WHAT TO WORK ON:
Select from the data all lines with the word "spire".

==== LISTED RECORDS ====

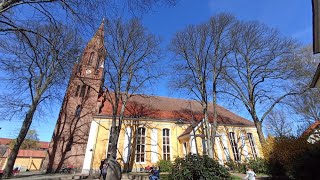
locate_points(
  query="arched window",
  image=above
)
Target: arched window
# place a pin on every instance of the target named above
(141, 144)
(166, 144)
(88, 91)
(252, 146)
(77, 91)
(83, 90)
(91, 58)
(78, 111)
(234, 146)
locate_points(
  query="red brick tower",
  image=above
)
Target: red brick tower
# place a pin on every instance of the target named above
(70, 136)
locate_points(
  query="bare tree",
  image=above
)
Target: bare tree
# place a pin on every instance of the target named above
(133, 54)
(306, 105)
(278, 124)
(35, 67)
(193, 50)
(256, 71)
(200, 51)
(220, 31)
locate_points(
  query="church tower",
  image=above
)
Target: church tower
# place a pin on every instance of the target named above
(68, 143)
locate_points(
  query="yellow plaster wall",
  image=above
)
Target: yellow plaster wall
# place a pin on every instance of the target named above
(29, 163)
(176, 145)
(103, 139)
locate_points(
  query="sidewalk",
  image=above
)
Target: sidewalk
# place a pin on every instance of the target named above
(38, 175)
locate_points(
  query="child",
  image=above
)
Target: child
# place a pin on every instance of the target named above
(250, 174)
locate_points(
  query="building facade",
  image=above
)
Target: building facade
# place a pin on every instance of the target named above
(154, 128)
(160, 128)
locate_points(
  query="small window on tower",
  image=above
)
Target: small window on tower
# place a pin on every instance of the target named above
(97, 65)
(91, 58)
(83, 90)
(77, 91)
(88, 91)
(78, 111)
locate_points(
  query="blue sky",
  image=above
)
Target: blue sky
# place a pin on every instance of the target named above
(291, 17)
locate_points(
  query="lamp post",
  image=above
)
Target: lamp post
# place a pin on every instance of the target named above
(91, 169)
(179, 123)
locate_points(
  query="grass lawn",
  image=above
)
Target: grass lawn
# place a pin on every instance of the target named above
(235, 177)
(164, 176)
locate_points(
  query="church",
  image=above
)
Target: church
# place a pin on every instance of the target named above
(154, 128)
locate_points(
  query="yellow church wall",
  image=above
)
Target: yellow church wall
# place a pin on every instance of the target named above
(29, 163)
(102, 140)
(176, 146)
(101, 145)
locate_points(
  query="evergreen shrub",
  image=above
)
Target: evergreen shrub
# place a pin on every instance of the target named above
(197, 167)
(165, 165)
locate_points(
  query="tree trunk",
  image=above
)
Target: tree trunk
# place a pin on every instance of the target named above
(207, 132)
(259, 131)
(215, 115)
(22, 134)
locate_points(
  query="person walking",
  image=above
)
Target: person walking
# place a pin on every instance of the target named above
(250, 175)
(104, 171)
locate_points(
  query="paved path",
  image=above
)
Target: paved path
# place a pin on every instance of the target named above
(261, 177)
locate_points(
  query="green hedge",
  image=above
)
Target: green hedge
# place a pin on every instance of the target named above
(196, 167)
(165, 165)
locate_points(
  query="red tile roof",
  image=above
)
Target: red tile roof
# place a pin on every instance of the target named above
(42, 145)
(29, 153)
(164, 108)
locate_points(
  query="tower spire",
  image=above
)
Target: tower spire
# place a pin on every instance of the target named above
(98, 38)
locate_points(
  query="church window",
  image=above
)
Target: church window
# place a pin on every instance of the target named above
(97, 65)
(91, 58)
(252, 145)
(83, 90)
(234, 146)
(166, 144)
(88, 91)
(77, 91)
(141, 144)
(78, 111)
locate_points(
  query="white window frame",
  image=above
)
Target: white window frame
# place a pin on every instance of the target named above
(139, 151)
(166, 144)
(252, 145)
(234, 146)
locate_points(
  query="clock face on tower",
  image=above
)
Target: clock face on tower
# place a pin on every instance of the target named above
(88, 71)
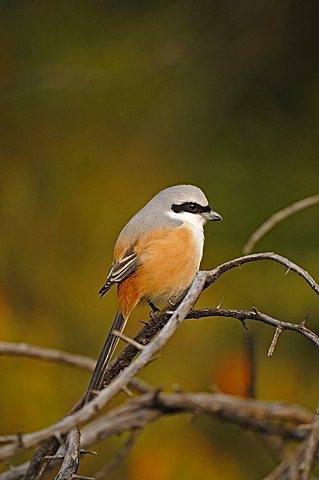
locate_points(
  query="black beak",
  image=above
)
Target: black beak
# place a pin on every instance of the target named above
(212, 216)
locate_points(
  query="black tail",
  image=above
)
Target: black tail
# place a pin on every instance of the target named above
(104, 358)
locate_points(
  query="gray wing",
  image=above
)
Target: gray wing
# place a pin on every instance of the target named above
(121, 269)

====

OUTPUT:
  query="tower spire",
Target: tower spire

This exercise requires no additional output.